## Exercise prompt
Pick out each line in the entries below that contains the word "chair" and copy those lines in full.

** BEGIN **

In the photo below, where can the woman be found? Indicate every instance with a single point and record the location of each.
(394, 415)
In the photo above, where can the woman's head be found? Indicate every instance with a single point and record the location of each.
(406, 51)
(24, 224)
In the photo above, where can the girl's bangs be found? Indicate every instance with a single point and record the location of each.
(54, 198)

** END **
** BEGIN **

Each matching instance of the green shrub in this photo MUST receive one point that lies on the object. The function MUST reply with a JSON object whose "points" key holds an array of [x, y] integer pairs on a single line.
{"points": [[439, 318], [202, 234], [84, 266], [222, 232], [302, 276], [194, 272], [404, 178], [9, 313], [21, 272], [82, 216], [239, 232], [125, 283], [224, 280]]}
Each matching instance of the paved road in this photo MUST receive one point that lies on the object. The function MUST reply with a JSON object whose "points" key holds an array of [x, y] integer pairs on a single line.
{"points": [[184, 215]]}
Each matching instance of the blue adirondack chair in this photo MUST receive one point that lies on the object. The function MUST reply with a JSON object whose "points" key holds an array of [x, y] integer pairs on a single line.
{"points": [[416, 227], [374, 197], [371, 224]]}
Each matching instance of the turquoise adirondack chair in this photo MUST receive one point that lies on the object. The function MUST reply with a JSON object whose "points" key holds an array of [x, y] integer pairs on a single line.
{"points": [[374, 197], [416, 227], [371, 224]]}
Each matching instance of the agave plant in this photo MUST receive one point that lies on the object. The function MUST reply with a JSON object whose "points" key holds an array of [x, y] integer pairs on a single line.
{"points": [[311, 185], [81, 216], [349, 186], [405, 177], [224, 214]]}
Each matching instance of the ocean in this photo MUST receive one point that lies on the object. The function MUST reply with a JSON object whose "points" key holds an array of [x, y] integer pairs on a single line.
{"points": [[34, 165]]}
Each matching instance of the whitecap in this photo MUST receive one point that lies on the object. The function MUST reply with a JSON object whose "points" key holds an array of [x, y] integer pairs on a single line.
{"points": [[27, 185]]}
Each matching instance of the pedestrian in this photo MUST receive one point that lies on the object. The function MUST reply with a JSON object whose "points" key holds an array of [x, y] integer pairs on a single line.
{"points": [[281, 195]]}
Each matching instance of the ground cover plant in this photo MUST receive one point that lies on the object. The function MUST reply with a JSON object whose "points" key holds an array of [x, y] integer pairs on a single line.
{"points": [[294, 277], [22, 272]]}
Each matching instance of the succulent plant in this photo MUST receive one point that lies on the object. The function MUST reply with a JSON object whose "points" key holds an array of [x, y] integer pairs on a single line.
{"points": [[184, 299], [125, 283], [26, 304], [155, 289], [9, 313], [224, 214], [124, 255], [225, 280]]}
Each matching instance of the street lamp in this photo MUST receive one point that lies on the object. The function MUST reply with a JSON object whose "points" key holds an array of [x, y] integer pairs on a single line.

** END **
** BEGIN **

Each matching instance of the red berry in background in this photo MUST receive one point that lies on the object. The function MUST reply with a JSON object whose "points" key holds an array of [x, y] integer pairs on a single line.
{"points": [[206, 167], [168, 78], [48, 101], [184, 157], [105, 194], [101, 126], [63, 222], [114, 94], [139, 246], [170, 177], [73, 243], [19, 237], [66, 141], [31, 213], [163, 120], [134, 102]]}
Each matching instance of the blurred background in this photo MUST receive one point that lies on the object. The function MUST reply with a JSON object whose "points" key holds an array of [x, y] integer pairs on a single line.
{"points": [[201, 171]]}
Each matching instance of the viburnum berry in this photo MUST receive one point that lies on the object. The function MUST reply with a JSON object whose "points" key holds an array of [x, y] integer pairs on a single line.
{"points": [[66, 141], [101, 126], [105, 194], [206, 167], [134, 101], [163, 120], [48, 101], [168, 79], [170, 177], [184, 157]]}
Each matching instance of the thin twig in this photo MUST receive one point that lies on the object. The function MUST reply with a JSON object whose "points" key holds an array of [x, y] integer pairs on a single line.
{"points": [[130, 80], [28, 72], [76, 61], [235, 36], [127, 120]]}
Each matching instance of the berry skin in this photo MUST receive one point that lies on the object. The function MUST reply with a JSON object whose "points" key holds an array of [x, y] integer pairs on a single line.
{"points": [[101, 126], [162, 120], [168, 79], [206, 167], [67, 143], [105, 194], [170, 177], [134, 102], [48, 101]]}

** END **

## Full output
Each matching instance of the blue adirondack chair in this photo MUST receive one point that lies on the object. The function MUST reply with a JSON object whose "points" key holds an array of [x, y] integer pairs on a single line.
Each matching instance of the turquoise adirondack chair in this photo MUST receive one point that lies on the object. The function MUST reply with a JSON object whose "points" key holds an array of [x, y] integer pairs on a single line.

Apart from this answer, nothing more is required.